TASK TO CARRY OUT: For every line in the entries that contains "rough", show the whole line.

── DATA EXCERPTS ──

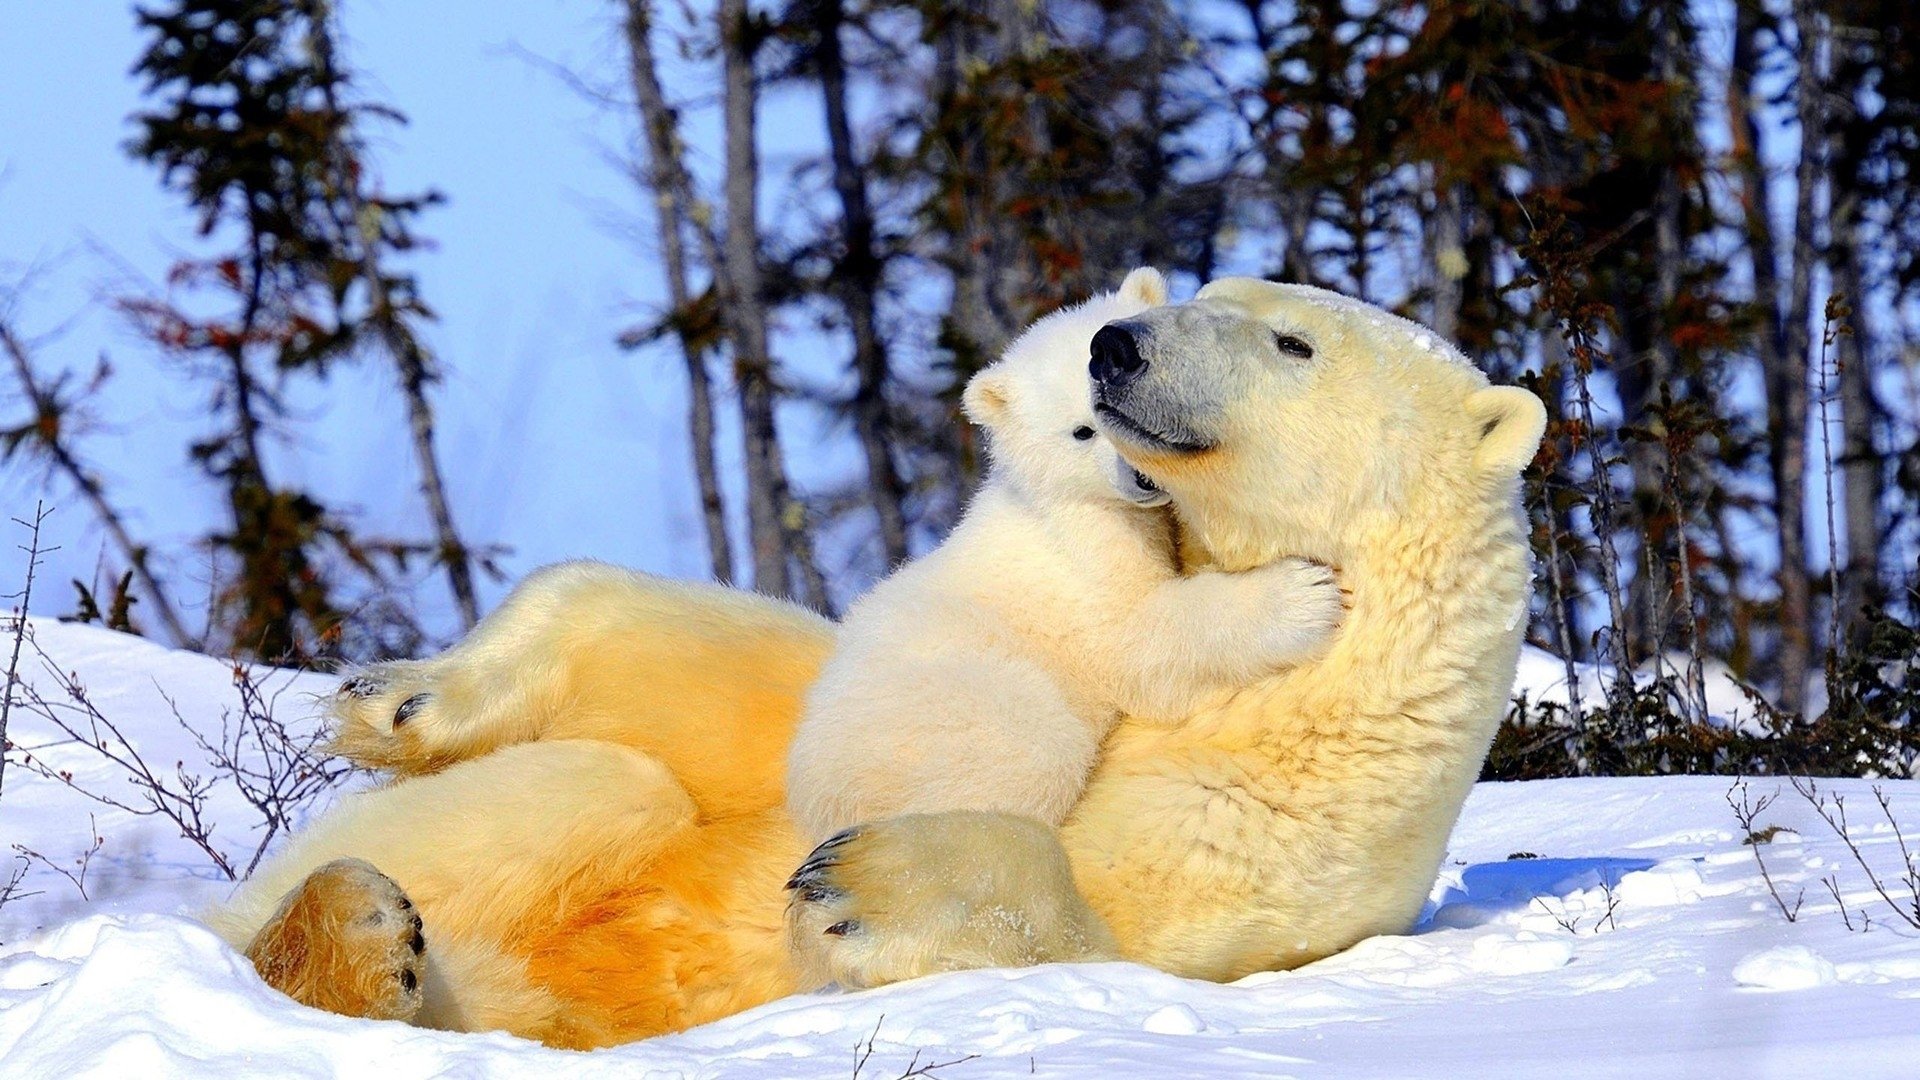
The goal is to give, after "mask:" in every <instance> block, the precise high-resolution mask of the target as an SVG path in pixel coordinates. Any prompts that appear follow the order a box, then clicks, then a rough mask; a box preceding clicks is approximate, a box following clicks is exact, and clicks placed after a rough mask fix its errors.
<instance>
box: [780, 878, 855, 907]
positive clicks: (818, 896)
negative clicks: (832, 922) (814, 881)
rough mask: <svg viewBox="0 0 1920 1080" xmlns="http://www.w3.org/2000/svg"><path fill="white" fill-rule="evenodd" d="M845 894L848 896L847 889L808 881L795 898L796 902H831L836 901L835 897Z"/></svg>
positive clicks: (799, 902)
mask: <svg viewBox="0 0 1920 1080" xmlns="http://www.w3.org/2000/svg"><path fill="white" fill-rule="evenodd" d="M843 896H847V890H837V888H833V886H826V884H818V882H808V884H804V886H801V892H799V894H795V897H793V899H795V903H829V901H835V899H839V897H843Z"/></svg>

───

WRITTEN ANSWER:
The goal is to give, after "mask:" in every <instance> block, the precise high-resolution mask of the target as an SVG path in pixel coordinates. Any prompts that appear follow the order a box, then clicks, then a rough mask; a box preceding clicks is approximate, a box following clicks is exact, and clicks placed after a rough mask fix its errors.
rough mask: <svg viewBox="0 0 1920 1080" xmlns="http://www.w3.org/2000/svg"><path fill="white" fill-rule="evenodd" d="M845 894L848 896L847 889L808 881L795 898L796 902H831L836 901L835 897Z"/></svg>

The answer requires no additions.